* [Texte cité]
'''

Carrefour Perpignan - Merchandiseurs : Exploitation et précarité18/05/20062006Journal/medias/journalnumero/images/2006/05/une1972.jpg.445x577_q85_box-0%2C104%2C1383%2C1896_crop_detail.jpg

Dans les entreprises

Carrefour Perpignan - Merchandiseurs : Exploitation et précarité

Le 15 mai 2006 devaient comparaître devant le tribunal correctionnel de Perpignan la Société Carrefour Hypermarché France, sa filiale Interdis, leurs directeurs respectifs, ainsi que l'ancien directeur du magasin Carrefour de Claira, dans les Pyrénées-Orientales. Ils étaient jugés pour «délit de marchandage» et «prêt illicite de main-d'oeuvre». Le jugement a été mis en délibéré au 26 juin.

Dans les hypermarchés Carrefour travaillaient en effet, depuis des années, des salariés payés par les fournisseurs ou par des sociétés prestataires de services. Ces employés, censés travailler à la promotion commerciale des produits des fournisseurs, étaient en fait mis à disposition pour accomplir le même travail que les salariés de Carrefour, c'est-à-dire essentiellement de la mise en rayon. Cette mise en rayon concernait souvent tous les produits, quelle qu'en soit la marque, et le plus souvent sous les ordres de responsables Carrefour. Ces salariés «extérieurs» étaient parfois amenés à remplacer des salariés du magasin absents et même à former des nouveaux embauchés.

'''

* [Consigne] Prolongez l'article sur les merchandiseurs de Carrefour Perpignan en reprenant juste après sa dernière phrase.

* [Données brutes]

'''

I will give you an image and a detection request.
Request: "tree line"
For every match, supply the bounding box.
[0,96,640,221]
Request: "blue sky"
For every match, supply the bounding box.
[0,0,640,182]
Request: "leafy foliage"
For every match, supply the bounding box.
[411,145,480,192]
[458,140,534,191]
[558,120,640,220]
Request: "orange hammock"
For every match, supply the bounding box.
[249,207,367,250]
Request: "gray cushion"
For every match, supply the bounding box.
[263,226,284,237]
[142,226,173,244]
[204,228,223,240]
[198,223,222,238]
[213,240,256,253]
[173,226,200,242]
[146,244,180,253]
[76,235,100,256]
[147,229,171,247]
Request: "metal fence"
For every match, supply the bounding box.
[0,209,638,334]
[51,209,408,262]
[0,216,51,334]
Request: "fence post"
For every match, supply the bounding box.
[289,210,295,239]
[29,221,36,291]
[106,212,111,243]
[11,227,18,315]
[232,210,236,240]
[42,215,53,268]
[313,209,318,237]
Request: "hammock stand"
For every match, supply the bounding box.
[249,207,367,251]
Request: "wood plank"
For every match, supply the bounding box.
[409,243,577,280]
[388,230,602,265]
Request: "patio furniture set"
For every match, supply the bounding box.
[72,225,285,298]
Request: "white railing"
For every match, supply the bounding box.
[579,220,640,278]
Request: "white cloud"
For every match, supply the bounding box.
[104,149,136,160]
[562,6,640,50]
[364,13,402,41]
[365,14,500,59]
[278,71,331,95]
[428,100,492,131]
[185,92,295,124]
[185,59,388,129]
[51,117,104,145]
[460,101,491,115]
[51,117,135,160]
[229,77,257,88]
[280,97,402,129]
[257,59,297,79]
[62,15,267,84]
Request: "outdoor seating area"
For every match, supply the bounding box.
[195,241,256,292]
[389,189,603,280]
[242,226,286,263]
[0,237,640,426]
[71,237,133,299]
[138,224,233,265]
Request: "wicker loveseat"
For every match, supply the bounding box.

'''

* [Résultat de l'exercice]
Pour Carrefour, les avantages d'une telle pratique, illégale, étaient évidents: une main-d'oeuvre gratuite, puisque rémunérée par les fournisseurs, et corvéable à merci par son statut éminemment précaire.

Quant aux salariés concernés, appelés «merchandiseurs», cela se traduisait d'abord par des rémunérations inférieures de plus de 45% par rapport à un salarié de la société Carrefour qui faisait le même travail! De plus, ces salariés ne bénéficiaient d'aucun des avantages sociaux liés aux accords collectifs Carrefour (participation, intéressement, fériés rémunérés, mutuelle, Comité d'entreprise, etc.).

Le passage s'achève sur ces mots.